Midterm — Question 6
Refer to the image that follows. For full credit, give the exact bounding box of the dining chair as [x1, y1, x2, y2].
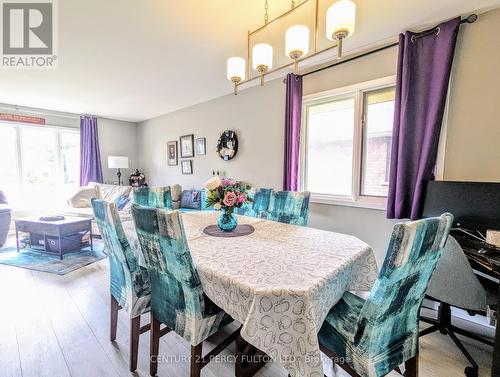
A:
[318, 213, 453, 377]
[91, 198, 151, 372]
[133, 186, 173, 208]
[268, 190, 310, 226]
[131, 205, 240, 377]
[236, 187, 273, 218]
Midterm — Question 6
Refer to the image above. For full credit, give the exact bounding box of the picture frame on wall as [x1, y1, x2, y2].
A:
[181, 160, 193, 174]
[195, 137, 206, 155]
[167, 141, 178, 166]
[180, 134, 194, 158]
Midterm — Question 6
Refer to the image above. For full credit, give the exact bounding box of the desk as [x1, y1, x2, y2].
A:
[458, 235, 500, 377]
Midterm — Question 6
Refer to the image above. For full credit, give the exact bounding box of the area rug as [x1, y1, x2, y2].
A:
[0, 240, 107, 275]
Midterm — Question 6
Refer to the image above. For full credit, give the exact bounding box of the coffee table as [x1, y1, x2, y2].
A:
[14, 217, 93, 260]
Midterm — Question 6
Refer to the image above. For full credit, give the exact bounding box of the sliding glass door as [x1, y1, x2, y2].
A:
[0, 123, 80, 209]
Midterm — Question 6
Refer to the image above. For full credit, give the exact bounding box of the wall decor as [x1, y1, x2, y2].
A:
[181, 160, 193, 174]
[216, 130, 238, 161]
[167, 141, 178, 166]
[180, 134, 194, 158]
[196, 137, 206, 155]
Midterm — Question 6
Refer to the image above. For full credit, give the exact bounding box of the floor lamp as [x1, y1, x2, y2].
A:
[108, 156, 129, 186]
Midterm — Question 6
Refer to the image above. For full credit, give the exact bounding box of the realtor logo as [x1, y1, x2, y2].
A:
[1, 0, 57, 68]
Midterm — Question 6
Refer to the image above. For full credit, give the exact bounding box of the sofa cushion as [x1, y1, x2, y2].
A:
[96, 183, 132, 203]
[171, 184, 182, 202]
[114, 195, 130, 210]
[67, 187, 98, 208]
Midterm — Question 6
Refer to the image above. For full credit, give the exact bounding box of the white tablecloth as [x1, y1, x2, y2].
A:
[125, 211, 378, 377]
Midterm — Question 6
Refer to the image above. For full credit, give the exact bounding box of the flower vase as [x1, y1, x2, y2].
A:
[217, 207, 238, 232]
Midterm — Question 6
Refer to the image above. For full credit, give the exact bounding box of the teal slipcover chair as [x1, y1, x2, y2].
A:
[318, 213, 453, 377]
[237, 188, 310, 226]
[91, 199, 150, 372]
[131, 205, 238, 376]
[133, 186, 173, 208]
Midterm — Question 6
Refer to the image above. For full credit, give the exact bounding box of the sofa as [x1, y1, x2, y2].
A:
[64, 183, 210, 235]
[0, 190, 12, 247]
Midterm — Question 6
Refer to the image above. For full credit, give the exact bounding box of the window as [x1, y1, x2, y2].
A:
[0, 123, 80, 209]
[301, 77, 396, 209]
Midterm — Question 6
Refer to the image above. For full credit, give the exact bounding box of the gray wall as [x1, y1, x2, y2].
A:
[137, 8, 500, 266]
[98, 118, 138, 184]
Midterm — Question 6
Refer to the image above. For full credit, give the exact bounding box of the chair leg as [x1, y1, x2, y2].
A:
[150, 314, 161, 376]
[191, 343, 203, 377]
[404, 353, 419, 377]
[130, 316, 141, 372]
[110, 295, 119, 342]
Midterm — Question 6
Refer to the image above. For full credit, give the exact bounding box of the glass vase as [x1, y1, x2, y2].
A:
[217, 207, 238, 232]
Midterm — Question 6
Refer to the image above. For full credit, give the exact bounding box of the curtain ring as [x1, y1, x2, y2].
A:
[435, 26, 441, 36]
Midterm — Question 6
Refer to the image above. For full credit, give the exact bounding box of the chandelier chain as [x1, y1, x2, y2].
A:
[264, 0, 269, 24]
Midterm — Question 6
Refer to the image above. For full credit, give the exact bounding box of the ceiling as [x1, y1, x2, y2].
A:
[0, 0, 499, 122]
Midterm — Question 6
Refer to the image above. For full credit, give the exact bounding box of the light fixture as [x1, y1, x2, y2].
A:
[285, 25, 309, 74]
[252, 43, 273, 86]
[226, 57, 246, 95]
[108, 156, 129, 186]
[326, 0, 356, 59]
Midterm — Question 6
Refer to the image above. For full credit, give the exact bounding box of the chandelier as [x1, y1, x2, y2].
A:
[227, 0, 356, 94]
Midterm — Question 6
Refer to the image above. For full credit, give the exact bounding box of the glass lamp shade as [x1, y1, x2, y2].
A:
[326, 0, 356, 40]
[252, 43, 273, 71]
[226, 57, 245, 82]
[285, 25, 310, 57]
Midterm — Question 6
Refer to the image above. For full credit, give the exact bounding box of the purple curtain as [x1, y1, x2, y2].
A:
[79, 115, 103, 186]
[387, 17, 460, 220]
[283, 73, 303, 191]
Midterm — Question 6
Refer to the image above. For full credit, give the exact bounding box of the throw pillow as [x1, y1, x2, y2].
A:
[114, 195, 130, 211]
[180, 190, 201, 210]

◇ ◇ ◇ ◇ ◇ ◇ ◇

■ **What is expected**: Scan the entries above for the word "chair" and collect each line holding it.

■ **Solution for this problem**:
Refer to the image that follows. For full credit, give the exact bounding box of the dining chair as [x1, y1, x2, y2].
Refer to the image above. For full credit, give the exact bounding box of the teal slipcover chair as [x1, y1, x2, y2].
Refer to the image above. For full credit, give the exact bounding box of the chair leg as [x1, y1, x2, y2].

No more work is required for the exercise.